++++ Available data

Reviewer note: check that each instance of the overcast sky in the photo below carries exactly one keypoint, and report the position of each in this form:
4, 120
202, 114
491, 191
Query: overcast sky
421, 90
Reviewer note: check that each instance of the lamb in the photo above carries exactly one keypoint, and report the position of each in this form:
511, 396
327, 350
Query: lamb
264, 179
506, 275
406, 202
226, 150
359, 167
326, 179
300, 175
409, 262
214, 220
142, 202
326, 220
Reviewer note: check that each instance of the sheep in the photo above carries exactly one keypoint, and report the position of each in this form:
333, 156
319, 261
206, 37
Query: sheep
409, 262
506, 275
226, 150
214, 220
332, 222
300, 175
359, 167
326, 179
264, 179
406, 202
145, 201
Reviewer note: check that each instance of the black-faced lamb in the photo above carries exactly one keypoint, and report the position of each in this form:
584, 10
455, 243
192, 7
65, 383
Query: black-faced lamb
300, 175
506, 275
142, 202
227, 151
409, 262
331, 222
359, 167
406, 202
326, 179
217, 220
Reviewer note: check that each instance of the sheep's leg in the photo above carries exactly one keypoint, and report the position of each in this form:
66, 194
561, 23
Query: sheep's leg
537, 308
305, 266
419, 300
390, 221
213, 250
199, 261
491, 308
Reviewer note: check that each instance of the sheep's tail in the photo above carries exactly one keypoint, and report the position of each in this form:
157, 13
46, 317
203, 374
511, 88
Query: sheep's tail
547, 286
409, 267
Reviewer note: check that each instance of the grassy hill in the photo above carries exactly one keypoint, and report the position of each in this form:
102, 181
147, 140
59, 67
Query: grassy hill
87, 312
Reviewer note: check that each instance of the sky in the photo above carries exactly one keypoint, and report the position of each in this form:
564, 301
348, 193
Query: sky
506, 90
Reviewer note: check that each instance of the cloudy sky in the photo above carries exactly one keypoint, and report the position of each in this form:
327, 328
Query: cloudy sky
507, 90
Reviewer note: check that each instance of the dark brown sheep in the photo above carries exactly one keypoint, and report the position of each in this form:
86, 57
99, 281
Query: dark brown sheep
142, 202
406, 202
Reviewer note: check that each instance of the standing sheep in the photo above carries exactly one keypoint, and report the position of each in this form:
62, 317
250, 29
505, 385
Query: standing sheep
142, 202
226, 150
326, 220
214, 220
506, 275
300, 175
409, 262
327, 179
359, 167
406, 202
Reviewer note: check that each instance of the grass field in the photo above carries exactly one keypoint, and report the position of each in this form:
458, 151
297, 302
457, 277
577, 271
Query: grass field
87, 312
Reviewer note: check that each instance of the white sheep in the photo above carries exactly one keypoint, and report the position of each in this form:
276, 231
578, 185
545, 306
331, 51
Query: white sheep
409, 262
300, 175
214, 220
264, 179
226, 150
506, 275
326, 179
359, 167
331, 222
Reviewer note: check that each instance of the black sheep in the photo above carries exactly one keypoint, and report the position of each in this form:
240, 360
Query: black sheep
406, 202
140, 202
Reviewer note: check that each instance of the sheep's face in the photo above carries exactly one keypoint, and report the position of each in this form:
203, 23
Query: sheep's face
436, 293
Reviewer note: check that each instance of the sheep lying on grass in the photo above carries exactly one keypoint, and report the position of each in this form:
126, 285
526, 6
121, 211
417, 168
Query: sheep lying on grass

++++++++

To do -> Of the lines above, extract only those from the line with "Reviewer note: check that each instance of the sheep's leg" to the line with "Reviewer note: check that each instance of the dark", both included, exactly as written.

Response area ->
Reviewer note: check that each instance of the sheep's leg in the photo above carries exactly one keypoint, and report the position of each in this form:
66, 194
561, 23
Query: sheep's leg
537, 308
305, 266
419, 300
390, 221
213, 250
199, 261
491, 308
Reviewer note: check that each instance of the sheep's tail in the photo above carries exactly one keypoint, and report the position of each in this form:
157, 13
46, 317
203, 374
511, 88
Query: sheep's tail
547, 286
409, 267
Reviewer note: check that each instance of the grassy hill in the photo above carries exactly one keypoint, and report the position of each in this form:
102, 181
147, 140
59, 67
Query: grassy hill
87, 312
Reviewer note: check that each instance of the sky in the photo above carries exactly one keypoint, and report the position of each in this form:
564, 301
348, 193
Query: sky
506, 90
Reviewer note: check that each instance of the cloudy sky in the photo above carries exactly one keypoint, and report the position of each in this form:
327, 328
Query: cloudy sky
507, 90
Reviewer note: check that each instance of the dark brown sheep in the photo above carries exactly one keypoint, and report the position of each in this form:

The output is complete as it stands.